YOUR ASSIGNMENT: Transcribe the entries exactly as they stand below, passing over any picture.

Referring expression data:
══════════════════════════════
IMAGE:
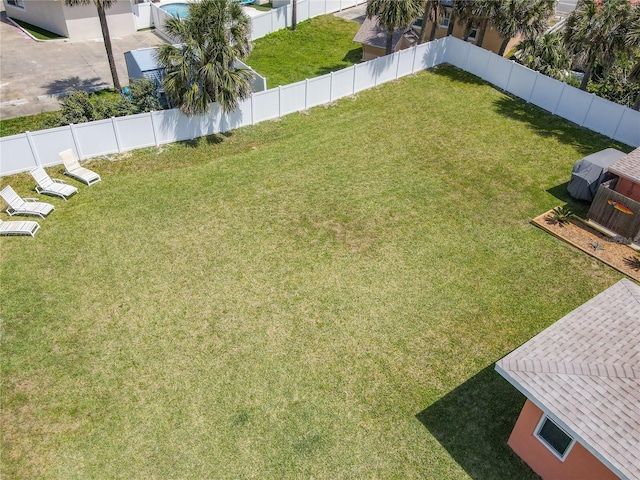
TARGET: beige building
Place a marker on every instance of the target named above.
(492, 39)
(76, 23)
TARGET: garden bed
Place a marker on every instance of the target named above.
(577, 233)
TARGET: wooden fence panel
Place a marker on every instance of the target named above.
(605, 213)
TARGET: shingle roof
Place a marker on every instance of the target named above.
(584, 371)
(370, 33)
(628, 166)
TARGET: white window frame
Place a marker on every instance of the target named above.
(541, 422)
(16, 4)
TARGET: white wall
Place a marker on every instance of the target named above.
(22, 152)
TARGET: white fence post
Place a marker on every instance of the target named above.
(153, 129)
(115, 134)
(32, 145)
(76, 143)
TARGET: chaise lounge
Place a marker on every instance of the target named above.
(19, 228)
(73, 169)
(17, 205)
(51, 186)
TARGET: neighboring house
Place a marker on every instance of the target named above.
(76, 23)
(492, 39)
(581, 377)
(373, 38)
(616, 205)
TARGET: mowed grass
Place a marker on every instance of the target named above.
(321, 296)
(318, 46)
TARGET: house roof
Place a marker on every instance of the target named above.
(370, 33)
(584, 372)
(628, 167)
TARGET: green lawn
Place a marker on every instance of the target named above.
(318, 46)
(321, 296)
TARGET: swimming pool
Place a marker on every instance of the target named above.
(179, 10)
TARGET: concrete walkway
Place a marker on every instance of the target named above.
(34, 74)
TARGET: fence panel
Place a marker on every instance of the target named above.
(318, 91)
(342, 83)
(604, 116)
(16, 155)
(546, 93)
(478, 61)
(457, 52)
(363, 78)
(574, 104)
(405, 61)
(605, 214)
(498, 71)
(628, 131)
(96, 138)
(385, 68)
(522, 81)
(266, 105)
(260, 25)
(292, 97)
(135, 131)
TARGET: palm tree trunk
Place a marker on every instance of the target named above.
(389, 40)
(482, 28)
(503, 46)
(107, 45)
(452, 22)
(294, 14)
(425, 16)
(587, 75)
(434, 27)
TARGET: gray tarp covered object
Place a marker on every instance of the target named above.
(590, 172)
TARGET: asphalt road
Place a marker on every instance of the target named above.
(35, 74)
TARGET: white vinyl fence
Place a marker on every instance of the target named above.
(22, 152)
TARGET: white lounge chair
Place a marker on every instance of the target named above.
(73, 169)
(19, 228)
(17, 205)
(51, 186)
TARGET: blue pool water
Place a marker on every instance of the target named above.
(180, 10)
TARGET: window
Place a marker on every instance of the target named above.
(473, 33)
(554, 437)
(446, 18)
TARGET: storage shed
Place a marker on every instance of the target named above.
(589, 172)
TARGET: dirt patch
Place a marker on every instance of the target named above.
(621, 257)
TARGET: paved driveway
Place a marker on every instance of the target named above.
(33, 74)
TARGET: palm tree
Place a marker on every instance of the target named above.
(595, 33)
(294, 14)
(202, 68)
(522, 17)
(545, 54)
(101, 6)
(394, 14)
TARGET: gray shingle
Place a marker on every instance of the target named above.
(595, 385)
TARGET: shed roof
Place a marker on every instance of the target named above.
(628, 166)
(584, 372)
(145, 58)
(370, 33)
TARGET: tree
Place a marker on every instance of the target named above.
(394, 14)
(102, 6)
(595, 33)
(545, 54)
(294, 14)
(522, 17)
(202, 69)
══════════════════════════════
SOLVED PROBLEM:
IMAGE:
TARGET: beige building
Place a marker on every instance of the target named above.
(492, 39)
(76, 23)
TARGET: garden bed
Place a marker on every instance of the target named above.
(577, 233)
TARGET: wooden fence panel
Place a marker on every instance of the target named above.
(605, 213)
TARGET: shingle roof
Place a marker on every instance of the target named above.
(584, 371)
(370, 33)
(628, 166)
TARGET: white window frame
Place a marker on every instance of the target named above.
(541, 422)
(16, 4)
TARGET: white wall
Place a marker on every instance of the target named above.
(22, 152)
TARGET: white fence post
Place a marker on every instance of the target named above.
(153, 129)
(115, 134)
(32, 145)
(76, 143)
TARGET: chaise lounge
Place a marker on every instance of the target named above.
(19, 228)
(73, 169)
(17, 205)
(51, 186)
TARGET: neighboring house
Place a marker on every instance of the target named above.
(76, 23)
(492, 39)
(581, 377)
(373, 38)
(616, 205)
TARGET: mowed grass
Place a marker on every instance of the target named above.
(321, 296)
(318, 46)
TARGET: house roof
Place a marker on every instance of the target named above.
(370, 33)
(584, 372)
(628, 167)
TARGET: green lawn
Place a marker on every instance of the target named above.
(318, 46)
(321, 296)
TARGET: swimming pool
Place a marker on every instance of the target named above.
(179, 10)
TARGET: concrete walkway
Place a marker on every instance of the target named above.
(34, 74)
TARGET: fence panel
Place a marker on every instance of the target named above.
(318, 91)
(342, 83)
(604, 116)
(16, 155)
(546, 93)
(478, 61)
(457, 52)
(363, 78)
(574, 104)
(405, 61)
(605, 214)
(498, 71)
(628, 131)
(96, 138)
(385, 68)
(522, 81)
(266, 105)
(260, 25)
(292, 97)
(135, 131)
TARGET: palm tree trunk
Place a marker on every instance of the target named above.
(389, 40)
(482, 28)
(503, 46)
(107, 45)
(452, 22)
(294, 14)
(425, 16)
(587, 75)
(434, 27)
TARGET: gray tarp covered object
Place a marker on every instance of the target named above.
(590, 172)
TARGET: asphalt road
Place a marker on every instance of the target named above.
(35, 74)
TARGET: white vinyl fence
Place a marker on every instance of the target named above.
(22, 152)
TARGET: white lounge chair
Place a marker on every instance of the target named above.
(73, 169)
(19, 228)
(17, 205)
(51, 186)
TARGET: blue pool water
Place a marker on every instance of the target named above.
(180, 10)
TARGET: window
Place a marker on every instance of the target named above.
(473, 33)
(554, 437)
(446, 18)
TARGET: storage shed
Place a marker on every instance of the target named above.
(589, 172)
TARGET: dirt patch
Place a marker on every instance of the target named above.
(621, 257)
TARGET: paved driveway
Place a marker on every instance of the target named above.
(33, 74)
TARGET: palm tree
Place a marker on every instance of the target named above.
(595, 33)
(294, 14)
(202, 68)
(522, 17)
(545, 54)
(101, 6)
(394, 14)
TARGET: gray shingle
Place a marker on every instance of the target named above.
(595, 385)
TARGET: shed roof
Place a marker on every instance of the target named above.
(628, 166)
(584, 372)
(145, 58)
(370, 33)
TARGET: tree
Place a marker on every instance of the target named above.
(394, 14)
(102, 6)
(595, 33)
(545, 54)
(294, 14)
(522, 17)
(202, 69)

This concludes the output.